======== Input for this task
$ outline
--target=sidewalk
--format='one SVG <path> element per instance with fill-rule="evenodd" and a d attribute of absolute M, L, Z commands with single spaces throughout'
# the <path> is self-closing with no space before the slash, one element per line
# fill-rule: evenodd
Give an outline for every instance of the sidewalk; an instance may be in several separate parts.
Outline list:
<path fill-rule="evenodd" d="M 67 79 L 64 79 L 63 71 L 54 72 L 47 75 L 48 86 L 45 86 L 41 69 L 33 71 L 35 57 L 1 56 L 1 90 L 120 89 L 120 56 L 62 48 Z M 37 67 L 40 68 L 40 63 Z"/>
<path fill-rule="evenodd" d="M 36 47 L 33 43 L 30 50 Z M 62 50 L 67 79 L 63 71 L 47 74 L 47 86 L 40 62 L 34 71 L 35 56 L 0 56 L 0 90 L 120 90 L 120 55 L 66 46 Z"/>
================
Reproduce each record exactly, leaving nothing out.

$ outline
--target=sidewalk
--format='one SVG <path> element per instance with fill-rule="evenodd" and a d attribute of absolute M, L, Z commands with single spaces throughout'
# the <path> is self-closing with no space before the slash, one element per line
# fill-rule: evenodd
Give an outline for every instance of the sidewalk; an instance may be in several separate parts.
Outline list:
<path fill-rule="evenodd" d="M 67 79 L 64 79 L 63 71 L 54 72 L 47 75 L 48 86 L 45 86 L 41 69 L 33 71 L 35 57 L 1 56 L 1 90 L 120 89 L 120 56 L 62 48 Z M 37 67 L 40 68 L 40 63 Z"/>
<path fill-rule="evenodd" d="M 36 47 L 33 43 L 30 50 Z M 62 50 L 67 79 L 63 71 L 47 74 L 47 86 L 40 62 L 34 71 L 35 56 L 0 56 L 0 90 L 120 90 L 120 55 L 66 46 Z"/>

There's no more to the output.